• **TASK A**: In the sermon passage, which actions toward the Bible are named in "That we study it. Read, mark, learn, and inwardly digest it."? List each one.
• **TASK B**: Can you write the next part of the sermon passage on the parable of the talents, starting after its final sentence?

• **DOCUMENT PASSAGE**:
_ _ _ _

We shouldn’t be worried. In fact, if we are regular in our worship, we know the Bible better than we think we do. Did you know that about 90% of The Book of Common Prayer is direct quotation from the Bible? If you know your Prayer Book backwards and forwards, you are already praying in the language of Scripture. Even so, beyond public worship, it is essential for our spiritual lives as Christians that we develop a fluency with the Bible. That we study it. Read, mark, learn, and inwardly digest it. By ourselves, and with other people. In public, and in private. Listening to the voices of others, who will help us to hear it in ways that we may not be inclined to hear. Reading it not as isolated individuals, but a corporate body that hears and receives the Gospel, the good news of God in Christ. And no matter what page you turn to, the Gospel will always be present in some way—whether it is out in the open and easy to spot, or hidden away like buried treasure.

The parable of the talents is one of those challenging passages in which the Gospel is hidden, where the good news is hard to spot. In a different parable, Jesus says that the kingdom of heaven is like a treasure that someone finds in a field—and then buries it, and goes and sells everything in order to buy that field. In the parable of the talents, however, it is the burying of treasure—of a talent—which leads to judgment, and to being placed on the wrong side of God’s kingdom. The problem is not just that the servant buried his talent in the ground, as if he didn’t know any better. The problem is that his choice was based upon fear.

A woodcut from 1712, depicting the parable of the talents.

It is easy to identify with the fearful servant, don’t you think? We may not bury talents in the ground, but we definitely know something about hoarding toilet paper and hand sanitizer. It isn’t the pandemic that is to blame: fear-based decision-making has been around as long as we have been around. It was around when Jesus told this parable. The wicked servant makes a fear-based decision. The other servants make use of the talents they have been given, but the wicked servant is paralyzed. He worries that what he has is not enough, that he must hide and protect it or else it will be taken from him. But his protectionism is not consistent with the Gospel; in fact, it places him on the outside of God’s kingdom.

_ _ _ _

• **GIVEN DATA**:
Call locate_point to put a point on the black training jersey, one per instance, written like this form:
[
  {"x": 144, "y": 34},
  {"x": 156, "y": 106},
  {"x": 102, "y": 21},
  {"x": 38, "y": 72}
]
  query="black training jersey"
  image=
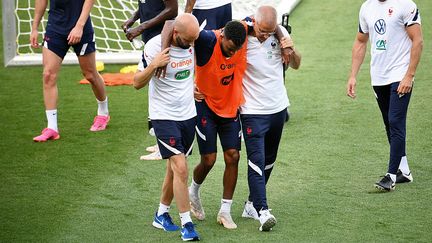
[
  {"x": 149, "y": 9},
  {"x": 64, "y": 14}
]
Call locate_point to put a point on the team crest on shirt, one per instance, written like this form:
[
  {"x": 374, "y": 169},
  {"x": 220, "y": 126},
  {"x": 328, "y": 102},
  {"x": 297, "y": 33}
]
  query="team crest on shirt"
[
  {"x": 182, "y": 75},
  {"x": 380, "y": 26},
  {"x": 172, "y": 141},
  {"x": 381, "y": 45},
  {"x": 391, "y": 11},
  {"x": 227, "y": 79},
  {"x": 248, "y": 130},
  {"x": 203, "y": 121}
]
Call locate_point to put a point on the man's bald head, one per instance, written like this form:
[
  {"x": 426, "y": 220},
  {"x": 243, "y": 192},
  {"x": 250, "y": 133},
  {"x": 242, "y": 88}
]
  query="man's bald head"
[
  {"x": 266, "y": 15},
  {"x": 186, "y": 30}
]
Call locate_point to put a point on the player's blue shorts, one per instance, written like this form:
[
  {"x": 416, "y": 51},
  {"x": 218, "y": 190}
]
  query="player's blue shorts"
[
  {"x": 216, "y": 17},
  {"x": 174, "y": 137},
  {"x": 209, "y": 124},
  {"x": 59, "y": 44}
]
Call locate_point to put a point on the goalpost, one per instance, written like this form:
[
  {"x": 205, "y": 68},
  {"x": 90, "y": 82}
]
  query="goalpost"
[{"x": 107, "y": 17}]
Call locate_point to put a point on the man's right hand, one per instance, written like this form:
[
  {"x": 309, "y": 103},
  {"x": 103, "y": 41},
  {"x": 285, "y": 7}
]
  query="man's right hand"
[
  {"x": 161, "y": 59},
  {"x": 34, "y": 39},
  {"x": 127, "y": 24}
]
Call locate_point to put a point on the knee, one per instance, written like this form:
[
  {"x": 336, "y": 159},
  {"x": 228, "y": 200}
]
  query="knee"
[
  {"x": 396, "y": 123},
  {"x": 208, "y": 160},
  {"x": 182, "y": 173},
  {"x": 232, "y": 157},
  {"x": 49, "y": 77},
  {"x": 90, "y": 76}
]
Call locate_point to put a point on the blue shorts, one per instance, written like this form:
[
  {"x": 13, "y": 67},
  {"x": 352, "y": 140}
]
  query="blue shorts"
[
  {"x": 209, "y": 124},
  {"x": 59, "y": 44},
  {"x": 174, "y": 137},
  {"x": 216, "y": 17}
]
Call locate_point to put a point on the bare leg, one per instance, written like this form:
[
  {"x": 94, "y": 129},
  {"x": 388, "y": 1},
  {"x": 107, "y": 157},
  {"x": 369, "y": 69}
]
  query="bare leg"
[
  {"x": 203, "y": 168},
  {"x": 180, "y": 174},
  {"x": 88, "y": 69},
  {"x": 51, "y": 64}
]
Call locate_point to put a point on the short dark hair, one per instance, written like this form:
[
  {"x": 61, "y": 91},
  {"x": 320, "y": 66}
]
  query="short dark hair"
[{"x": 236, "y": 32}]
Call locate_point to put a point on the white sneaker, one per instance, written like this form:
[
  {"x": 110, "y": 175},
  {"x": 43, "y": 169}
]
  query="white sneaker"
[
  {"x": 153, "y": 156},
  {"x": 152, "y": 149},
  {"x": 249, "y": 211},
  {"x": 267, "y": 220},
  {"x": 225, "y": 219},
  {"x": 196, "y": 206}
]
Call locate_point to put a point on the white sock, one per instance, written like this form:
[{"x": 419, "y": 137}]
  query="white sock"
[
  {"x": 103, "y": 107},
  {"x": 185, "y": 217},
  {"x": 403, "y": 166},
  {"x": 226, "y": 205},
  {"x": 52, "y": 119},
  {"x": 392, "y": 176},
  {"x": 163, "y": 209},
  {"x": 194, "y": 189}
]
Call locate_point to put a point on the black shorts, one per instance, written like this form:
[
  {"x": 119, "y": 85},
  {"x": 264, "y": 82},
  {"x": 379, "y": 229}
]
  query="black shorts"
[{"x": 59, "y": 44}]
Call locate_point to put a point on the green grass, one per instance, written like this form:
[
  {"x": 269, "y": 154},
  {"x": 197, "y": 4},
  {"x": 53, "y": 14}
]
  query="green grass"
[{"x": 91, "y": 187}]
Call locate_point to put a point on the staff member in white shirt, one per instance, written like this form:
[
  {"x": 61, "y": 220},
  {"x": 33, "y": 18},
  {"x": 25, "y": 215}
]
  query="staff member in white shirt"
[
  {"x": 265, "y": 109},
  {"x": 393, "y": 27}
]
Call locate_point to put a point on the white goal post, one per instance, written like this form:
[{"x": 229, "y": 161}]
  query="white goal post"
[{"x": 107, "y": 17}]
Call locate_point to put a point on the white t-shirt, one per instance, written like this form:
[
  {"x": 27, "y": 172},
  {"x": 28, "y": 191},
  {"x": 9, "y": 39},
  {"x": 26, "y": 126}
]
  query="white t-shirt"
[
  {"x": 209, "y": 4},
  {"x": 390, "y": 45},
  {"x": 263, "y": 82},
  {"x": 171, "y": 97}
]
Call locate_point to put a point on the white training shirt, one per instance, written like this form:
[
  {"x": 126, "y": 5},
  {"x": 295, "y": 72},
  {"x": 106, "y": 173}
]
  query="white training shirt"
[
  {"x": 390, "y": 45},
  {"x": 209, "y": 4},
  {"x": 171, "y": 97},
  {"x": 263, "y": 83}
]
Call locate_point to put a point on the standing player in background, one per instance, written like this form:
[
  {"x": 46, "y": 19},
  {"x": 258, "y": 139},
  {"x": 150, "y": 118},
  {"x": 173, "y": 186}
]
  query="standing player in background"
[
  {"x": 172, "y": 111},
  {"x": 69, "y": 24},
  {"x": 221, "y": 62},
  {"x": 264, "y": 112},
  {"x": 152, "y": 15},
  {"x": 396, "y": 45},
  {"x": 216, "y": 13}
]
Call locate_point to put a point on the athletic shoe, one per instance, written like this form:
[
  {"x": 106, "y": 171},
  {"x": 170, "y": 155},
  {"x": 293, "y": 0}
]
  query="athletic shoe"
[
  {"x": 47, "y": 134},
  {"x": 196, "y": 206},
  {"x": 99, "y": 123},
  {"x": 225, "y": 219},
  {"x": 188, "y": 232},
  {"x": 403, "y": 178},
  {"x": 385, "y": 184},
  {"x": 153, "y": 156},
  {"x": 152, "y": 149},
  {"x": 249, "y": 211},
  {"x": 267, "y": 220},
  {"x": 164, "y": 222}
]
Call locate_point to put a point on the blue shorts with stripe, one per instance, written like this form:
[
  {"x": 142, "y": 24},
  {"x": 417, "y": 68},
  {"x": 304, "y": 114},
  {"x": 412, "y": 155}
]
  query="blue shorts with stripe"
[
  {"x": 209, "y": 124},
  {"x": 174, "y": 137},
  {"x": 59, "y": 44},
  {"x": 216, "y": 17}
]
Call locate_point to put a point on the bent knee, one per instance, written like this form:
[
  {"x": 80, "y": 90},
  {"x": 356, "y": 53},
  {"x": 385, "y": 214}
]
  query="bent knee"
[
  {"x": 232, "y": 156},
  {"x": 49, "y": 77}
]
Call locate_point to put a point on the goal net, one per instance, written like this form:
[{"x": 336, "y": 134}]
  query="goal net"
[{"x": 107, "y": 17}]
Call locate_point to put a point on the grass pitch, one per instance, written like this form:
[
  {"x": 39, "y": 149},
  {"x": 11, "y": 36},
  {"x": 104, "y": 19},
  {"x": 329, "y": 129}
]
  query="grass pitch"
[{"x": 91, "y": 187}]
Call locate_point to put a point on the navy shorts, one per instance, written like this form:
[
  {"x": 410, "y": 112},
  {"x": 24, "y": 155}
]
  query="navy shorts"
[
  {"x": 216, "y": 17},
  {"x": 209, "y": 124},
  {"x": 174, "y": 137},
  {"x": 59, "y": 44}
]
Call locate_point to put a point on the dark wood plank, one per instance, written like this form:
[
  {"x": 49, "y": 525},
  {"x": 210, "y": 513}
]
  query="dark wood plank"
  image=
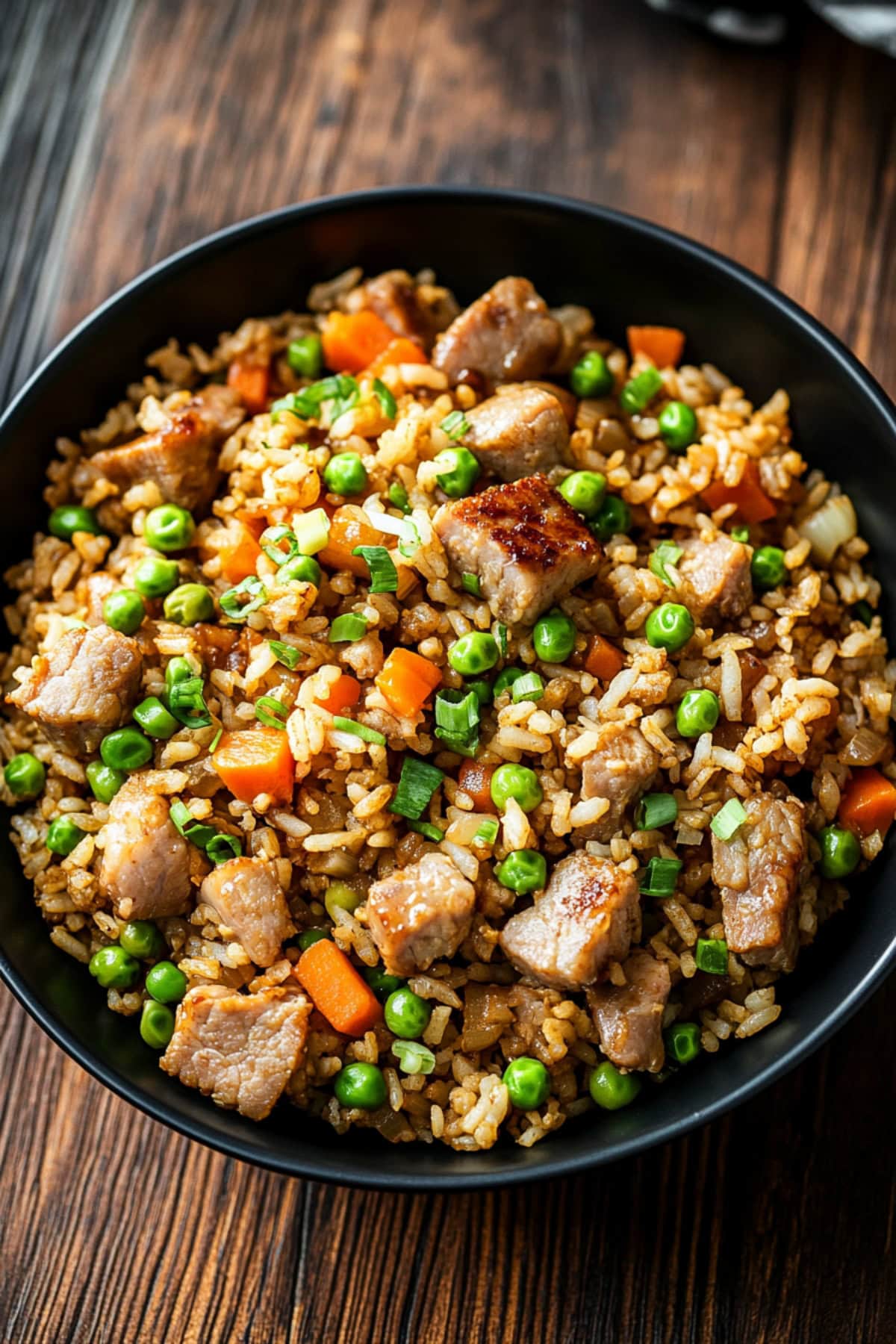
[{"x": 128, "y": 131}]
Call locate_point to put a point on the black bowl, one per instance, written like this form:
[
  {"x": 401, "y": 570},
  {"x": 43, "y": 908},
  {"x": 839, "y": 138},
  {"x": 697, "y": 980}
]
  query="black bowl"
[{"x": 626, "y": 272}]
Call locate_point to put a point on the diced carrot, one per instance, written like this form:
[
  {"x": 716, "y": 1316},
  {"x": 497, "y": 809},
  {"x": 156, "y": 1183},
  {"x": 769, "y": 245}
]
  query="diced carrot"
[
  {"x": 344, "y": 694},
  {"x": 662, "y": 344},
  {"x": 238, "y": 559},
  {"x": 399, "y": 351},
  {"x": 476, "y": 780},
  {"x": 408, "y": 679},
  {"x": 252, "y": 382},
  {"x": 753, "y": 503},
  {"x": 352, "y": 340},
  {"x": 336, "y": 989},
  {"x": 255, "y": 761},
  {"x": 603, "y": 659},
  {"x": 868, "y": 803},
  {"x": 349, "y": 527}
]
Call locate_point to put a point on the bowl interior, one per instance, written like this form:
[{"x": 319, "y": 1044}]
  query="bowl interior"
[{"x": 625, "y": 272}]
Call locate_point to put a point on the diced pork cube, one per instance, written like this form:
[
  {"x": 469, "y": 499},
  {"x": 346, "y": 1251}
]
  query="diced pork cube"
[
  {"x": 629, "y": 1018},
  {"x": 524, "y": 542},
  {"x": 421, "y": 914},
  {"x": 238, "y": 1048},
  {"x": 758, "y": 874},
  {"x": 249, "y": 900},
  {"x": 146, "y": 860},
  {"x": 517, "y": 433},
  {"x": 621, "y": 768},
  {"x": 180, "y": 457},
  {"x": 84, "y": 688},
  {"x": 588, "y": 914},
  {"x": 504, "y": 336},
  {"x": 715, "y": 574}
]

_ _ _ _

• **RESPONSE AREA A**:
- study
- read
- mark
- learn
- inwardly digest

• **RESPONSE AREA B**:
Fear is paralyzing. It has no place in our life with God; as Scripture tells us, perfect love casts out all fear. And yet we know that fear is the fuel that keeps the anxiety machine running. Fear tells us that life is a zero-sum game—that your betterment is my detriment, that the world is a place of scarcity rather than abundance. Fear tells us that what we have is not enough, that we had better go ahead and bury whatever we’ve got deep down, before someone else comes along and takes it. Such fear will impact the decisions that we make, and those decisions will end up blinding us to the needs of our neighbors.

If fear is the default mode that drives our way of life, how is it possible to be faithful stewards of the talents that we are given? How can we be generous with our money? How can we devote time to others outside our immediate family? If fear becomes our guiding principle, then how can we seek and serve Christ in all persons, and love all of our neighbors as we love ourselves?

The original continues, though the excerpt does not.